--- The problem ---
Locate every line in the listing that contains the word "drinking" and copy each such line. Case counts.

[Point placement listing]

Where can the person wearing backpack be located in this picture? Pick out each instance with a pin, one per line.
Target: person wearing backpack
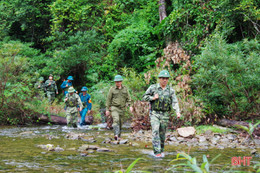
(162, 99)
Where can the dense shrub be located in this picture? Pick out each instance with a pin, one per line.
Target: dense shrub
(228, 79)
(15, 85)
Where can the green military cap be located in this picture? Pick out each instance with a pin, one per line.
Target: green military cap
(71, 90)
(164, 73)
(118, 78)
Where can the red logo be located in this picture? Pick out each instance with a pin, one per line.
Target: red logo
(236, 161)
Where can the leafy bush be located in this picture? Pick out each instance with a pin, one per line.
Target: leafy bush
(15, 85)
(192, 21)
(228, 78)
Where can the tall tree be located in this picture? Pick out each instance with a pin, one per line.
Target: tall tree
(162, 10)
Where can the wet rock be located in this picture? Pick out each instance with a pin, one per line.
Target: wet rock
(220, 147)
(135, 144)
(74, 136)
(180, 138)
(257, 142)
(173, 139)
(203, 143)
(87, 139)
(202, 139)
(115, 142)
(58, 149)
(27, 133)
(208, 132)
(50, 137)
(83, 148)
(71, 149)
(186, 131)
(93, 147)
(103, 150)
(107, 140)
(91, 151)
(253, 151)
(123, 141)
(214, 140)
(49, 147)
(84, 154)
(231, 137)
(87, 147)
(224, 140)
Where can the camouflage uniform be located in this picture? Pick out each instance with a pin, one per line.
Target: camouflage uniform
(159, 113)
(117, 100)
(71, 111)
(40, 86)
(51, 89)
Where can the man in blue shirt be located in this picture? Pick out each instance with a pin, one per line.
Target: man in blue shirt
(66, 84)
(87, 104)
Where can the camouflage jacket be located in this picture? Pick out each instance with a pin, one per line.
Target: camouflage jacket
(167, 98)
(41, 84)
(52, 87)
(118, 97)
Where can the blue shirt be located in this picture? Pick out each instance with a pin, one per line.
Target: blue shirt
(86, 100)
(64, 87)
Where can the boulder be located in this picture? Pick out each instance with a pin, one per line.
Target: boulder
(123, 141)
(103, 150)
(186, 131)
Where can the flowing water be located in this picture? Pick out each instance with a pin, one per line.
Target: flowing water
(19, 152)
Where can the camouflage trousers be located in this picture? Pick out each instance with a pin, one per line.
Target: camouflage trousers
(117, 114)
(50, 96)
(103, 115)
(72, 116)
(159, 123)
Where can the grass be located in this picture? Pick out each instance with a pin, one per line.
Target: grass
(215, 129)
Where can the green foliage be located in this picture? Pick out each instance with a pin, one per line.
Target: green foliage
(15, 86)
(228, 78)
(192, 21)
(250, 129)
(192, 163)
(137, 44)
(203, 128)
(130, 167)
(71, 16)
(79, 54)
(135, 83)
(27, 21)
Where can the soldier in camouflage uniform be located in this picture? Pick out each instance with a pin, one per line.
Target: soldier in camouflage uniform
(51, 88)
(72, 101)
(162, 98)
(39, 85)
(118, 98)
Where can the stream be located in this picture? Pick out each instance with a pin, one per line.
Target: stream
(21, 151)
...
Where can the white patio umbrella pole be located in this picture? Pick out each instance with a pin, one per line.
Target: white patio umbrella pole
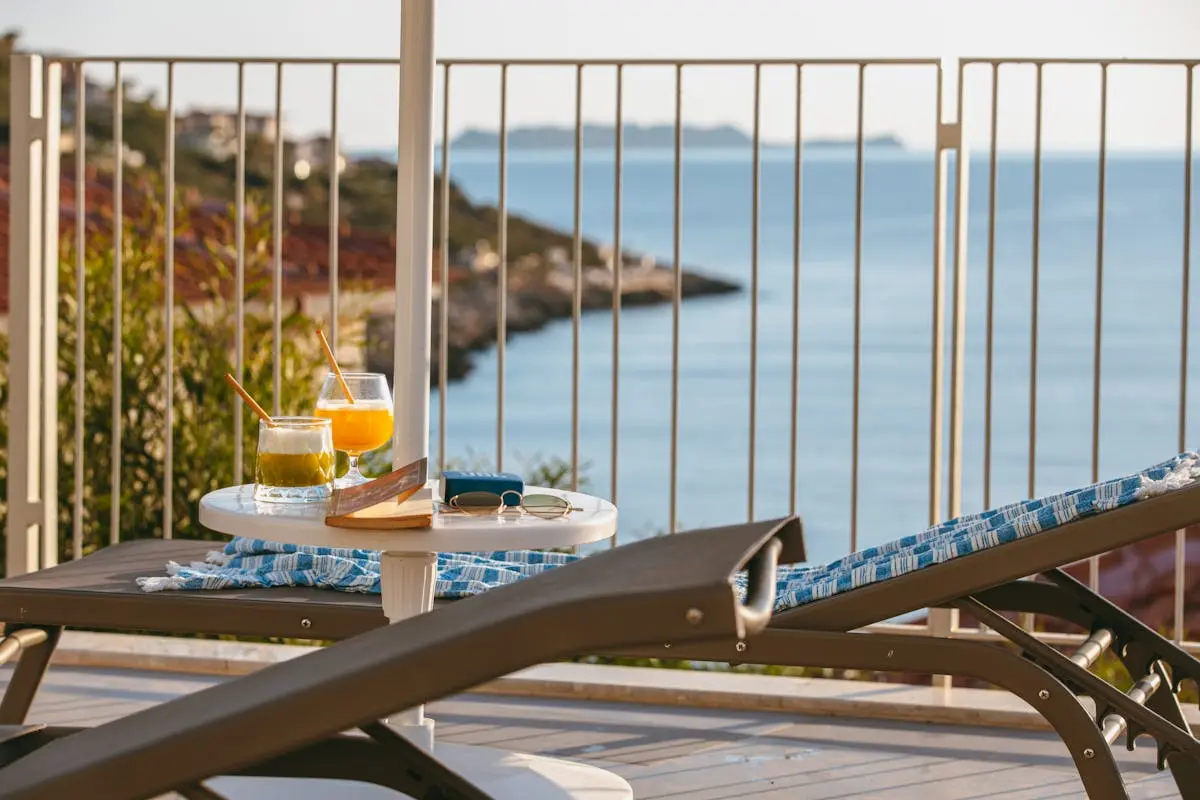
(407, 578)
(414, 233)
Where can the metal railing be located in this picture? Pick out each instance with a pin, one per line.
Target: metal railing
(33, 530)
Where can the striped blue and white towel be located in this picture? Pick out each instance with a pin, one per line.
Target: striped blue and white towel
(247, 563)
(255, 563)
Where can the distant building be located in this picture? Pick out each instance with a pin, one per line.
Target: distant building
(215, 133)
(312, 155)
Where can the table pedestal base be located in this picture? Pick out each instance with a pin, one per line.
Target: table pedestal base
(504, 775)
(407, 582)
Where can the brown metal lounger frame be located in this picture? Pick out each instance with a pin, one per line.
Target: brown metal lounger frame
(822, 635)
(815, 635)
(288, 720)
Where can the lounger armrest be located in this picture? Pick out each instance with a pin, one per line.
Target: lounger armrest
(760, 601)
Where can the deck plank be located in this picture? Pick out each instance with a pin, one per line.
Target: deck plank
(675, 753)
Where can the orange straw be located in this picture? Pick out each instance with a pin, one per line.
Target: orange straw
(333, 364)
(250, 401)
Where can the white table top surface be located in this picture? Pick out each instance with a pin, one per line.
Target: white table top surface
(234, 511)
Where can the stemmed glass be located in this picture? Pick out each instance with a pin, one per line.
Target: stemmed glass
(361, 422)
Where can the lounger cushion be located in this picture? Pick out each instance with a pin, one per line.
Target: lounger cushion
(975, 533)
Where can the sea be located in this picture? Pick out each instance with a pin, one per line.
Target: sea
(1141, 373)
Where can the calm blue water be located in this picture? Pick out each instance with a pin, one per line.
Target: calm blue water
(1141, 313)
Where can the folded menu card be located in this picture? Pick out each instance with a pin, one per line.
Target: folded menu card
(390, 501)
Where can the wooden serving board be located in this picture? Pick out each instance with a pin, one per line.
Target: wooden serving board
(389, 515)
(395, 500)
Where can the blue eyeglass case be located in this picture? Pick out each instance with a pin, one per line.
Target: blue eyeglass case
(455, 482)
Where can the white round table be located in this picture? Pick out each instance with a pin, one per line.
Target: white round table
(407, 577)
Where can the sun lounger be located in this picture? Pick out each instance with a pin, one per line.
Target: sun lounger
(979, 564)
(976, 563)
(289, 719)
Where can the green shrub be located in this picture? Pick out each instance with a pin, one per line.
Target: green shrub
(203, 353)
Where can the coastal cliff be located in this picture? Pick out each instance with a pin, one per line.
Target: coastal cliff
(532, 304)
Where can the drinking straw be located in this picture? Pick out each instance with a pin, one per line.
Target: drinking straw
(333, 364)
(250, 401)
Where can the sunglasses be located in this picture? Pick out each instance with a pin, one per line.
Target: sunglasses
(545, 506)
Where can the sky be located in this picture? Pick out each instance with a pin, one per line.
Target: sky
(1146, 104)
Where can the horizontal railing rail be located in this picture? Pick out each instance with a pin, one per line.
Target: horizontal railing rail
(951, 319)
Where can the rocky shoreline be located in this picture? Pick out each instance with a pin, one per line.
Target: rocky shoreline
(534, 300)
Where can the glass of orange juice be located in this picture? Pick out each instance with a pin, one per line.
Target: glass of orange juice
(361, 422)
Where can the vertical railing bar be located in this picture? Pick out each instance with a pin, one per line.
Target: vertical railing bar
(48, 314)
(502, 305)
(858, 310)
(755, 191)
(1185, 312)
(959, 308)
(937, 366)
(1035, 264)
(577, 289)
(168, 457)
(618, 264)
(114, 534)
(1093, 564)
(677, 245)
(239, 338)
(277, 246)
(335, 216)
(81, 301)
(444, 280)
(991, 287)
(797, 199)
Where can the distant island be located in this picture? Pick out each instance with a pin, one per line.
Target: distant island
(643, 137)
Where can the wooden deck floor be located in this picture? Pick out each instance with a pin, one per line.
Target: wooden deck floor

--- Finished answer ---
Where can the drinking straw be located in this picture? Pick out each instance with a pin, one per line.
Target: drinking straw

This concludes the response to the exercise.